# Short exercise:
Return, unchanged, each line of the material below that contains the string "plant". Case counts when matching.

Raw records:
* BEGIN *

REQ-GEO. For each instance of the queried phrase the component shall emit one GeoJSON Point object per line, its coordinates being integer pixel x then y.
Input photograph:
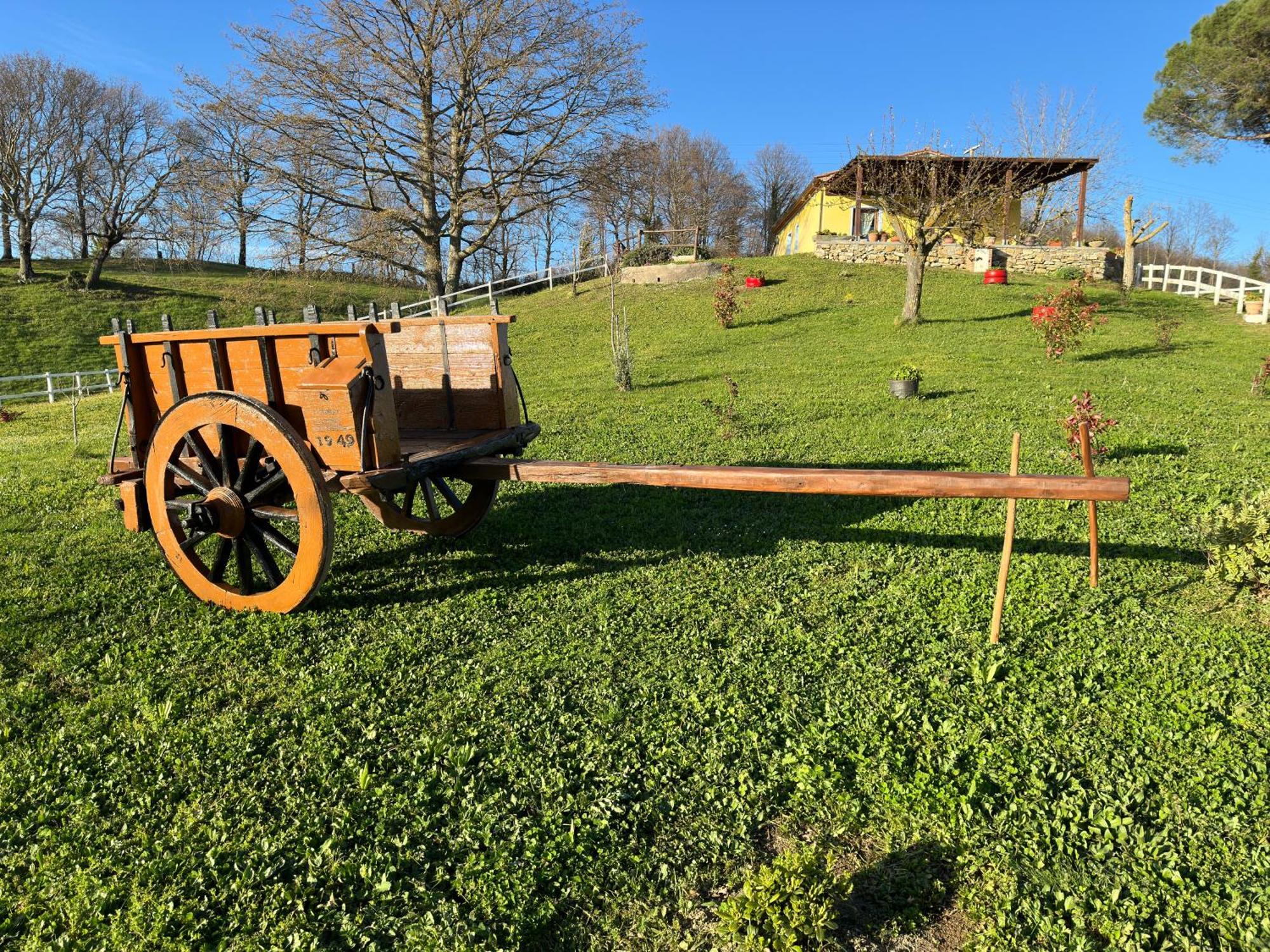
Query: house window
{"type": "Point", "coordinates": [871, 220]}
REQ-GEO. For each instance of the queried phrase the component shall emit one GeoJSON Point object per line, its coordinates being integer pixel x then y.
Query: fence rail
{"type": "Point", "coordinates": [76, 383]}
{"type": "Point", "coordinates": [1196, 281]}
{"type": "Point", "coordinates": [491, 290]}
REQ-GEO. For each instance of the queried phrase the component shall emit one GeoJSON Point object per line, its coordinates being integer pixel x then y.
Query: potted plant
{"type": "Point", "coordinates": [905, 380]}
{"type": "Point", "coordinates": [1254, 304]}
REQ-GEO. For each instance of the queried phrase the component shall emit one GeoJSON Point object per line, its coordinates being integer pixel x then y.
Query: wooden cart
{"type": "Point", "coordinates": [238, 436]}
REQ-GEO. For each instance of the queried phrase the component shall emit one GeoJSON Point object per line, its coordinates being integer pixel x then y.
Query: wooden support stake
{"type": "Point", "coordinates": [1008, 548]}
{"type": "Point", "coordinates": [1088, 459]}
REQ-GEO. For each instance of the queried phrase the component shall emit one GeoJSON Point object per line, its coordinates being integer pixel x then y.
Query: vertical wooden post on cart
{"type": "Point", "coordinates": [1088, 459]}
{"type": "Point", "coordinates": [1006, 550]}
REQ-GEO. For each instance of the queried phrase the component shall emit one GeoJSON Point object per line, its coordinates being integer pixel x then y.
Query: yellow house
{"type": "Point", "coordinates": [829, 205]}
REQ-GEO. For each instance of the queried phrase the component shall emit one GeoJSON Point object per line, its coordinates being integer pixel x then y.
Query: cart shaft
{"type": "Point", "coordinates": [766, 479]}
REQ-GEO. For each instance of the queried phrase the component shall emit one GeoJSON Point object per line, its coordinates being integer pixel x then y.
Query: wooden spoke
{"type": "Point", "coordinates": [271, 483]}
{"type": "Point", "coordinates": [455, 503]}
{"type": "Point", "coordinates": [234, 502]}
{"type": "Point", "coordinates": [431, 499]}
{"type": "Point", "coordinates": [274, 538]}
{"type": "Point", "coordinates": [180, 469]}
{"type": "Point", "coordinates": [262, 555]}
{"type": "Point", "coordinates": [204, 455]}
{"type": "Point", "coordinates": [247, 585]}
{"type": "Point", "coordinates": [223, 559]}
{"type": "Point", "coordinates": [458, 512]}
{"type": "Point", "coordinates": [275, 513]}
{"type": "Point", "coordinates": [250, 463]}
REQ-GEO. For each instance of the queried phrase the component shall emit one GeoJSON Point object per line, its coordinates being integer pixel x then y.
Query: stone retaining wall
{"type": "Point", "coordinates": [1098, 263]}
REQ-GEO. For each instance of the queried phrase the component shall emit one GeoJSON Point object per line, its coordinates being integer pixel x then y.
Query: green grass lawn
{"type": "Point", "coordinates": [594, 720]}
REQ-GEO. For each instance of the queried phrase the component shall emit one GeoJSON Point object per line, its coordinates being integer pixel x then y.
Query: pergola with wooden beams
{"type": "Point", "coordinates": [1017, 173]}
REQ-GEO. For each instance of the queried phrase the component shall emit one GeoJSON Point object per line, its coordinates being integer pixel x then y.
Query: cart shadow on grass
{"type": "Point", "coordinates": [571, 532]}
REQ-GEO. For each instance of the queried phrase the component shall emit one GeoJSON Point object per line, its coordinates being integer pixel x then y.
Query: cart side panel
{"type": "Point", "coordinates": [418, 360]}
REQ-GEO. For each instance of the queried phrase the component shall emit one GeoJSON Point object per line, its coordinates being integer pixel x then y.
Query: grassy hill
{"type": "Point", "coordinates": [609, 710]}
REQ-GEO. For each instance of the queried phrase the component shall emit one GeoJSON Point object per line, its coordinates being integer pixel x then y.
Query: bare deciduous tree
{"type": "Point", "coordinates": [928, 195]}
{"type": "Point", "coordinates": [446, 116]}
{"type": "Point", "coordinates": [778, 176]}
{"type": "Point", "coordinates": [229, 148]}
{"type": "Point", "coordinates": [1136, 233]}
{"type": "Point", "coordinates": [40, 102]}
{"type": "Point", "coordinates": [133, 149]}
{"type": "Point", "coordinates": [1062, 126]}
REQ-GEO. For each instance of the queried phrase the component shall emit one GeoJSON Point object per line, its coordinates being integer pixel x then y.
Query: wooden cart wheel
{"type": "Point", "coordinates": [238, 505]}
{"type": "Point", "coordinates": [434, 506]}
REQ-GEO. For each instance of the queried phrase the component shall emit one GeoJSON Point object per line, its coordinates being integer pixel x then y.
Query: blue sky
{"type": "Point", "coordinates": [815, 76]}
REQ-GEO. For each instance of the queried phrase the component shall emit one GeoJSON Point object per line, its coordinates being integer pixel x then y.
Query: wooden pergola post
{"type": "Point", "coordinates": [1080, 208]}
{"type": "Point", "coordinates": [1005, 204]}
{"type": "Point", "coordinates": [860, 190]}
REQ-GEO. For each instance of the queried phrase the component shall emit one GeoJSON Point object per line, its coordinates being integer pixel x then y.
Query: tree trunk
{"type": "Point", "coordinates": [82, 211]}
{"type": "Point", "coordinates": [95, 274]}
{"type": "Point", "coordinates": [242, 223]}
{"type": "Point", "coordinates": [915, 263]}
{"type": "Point", "coordinates": [26, 272]}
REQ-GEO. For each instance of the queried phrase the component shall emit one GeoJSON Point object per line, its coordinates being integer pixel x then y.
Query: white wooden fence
{"type": "Point", "coordinates": [491, 290]}
{"type": "Point", "coordinates": [54, 385]}
{"type": "Point", "coordinates": [1194, 281]}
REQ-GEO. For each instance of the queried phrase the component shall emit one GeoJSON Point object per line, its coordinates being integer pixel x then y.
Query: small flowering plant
{"type": "Point", "coordinates": [1064, 318]}
{"type": "Point", "coordinates": [1084, 411]}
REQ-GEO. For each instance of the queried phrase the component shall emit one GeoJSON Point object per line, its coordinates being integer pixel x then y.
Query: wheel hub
{"type": "Point", "coordinates": [222, 512]}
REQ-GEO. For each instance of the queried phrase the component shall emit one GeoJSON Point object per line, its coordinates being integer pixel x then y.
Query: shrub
{"type": "Point", "coordinates": [727, 416]}
{"type": "Point", "coordinates": [1066, 318]}
{"type": "Point", "coordinates": [1084, 411]}
{"type": "Point", "coordinates": [1166, 326]}
{"type": "Point", "coordinates": [907, 371]}
{"type": "Point", "coordinates": [1238, 541]}
{"type": "Point", "coordinates": [620, 345]}
{"type": "Point", "coordinates": [1262, 379]}
{"type": "Point", "coordinates": [727, 301]}
{"type": "Point", "coordinates": [788, 904]}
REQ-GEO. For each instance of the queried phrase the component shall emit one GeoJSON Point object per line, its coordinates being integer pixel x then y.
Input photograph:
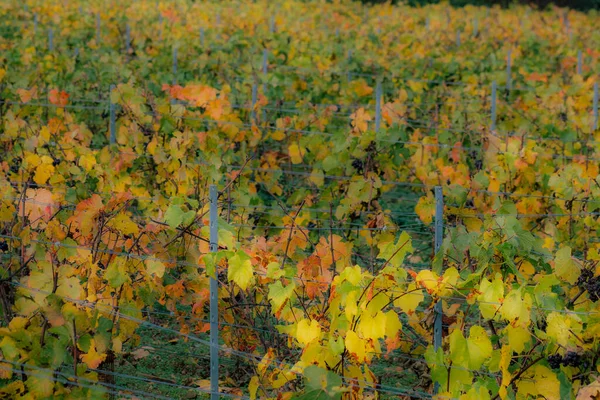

* END *

# Full response:
Query: potted plant
Query: small flowering plant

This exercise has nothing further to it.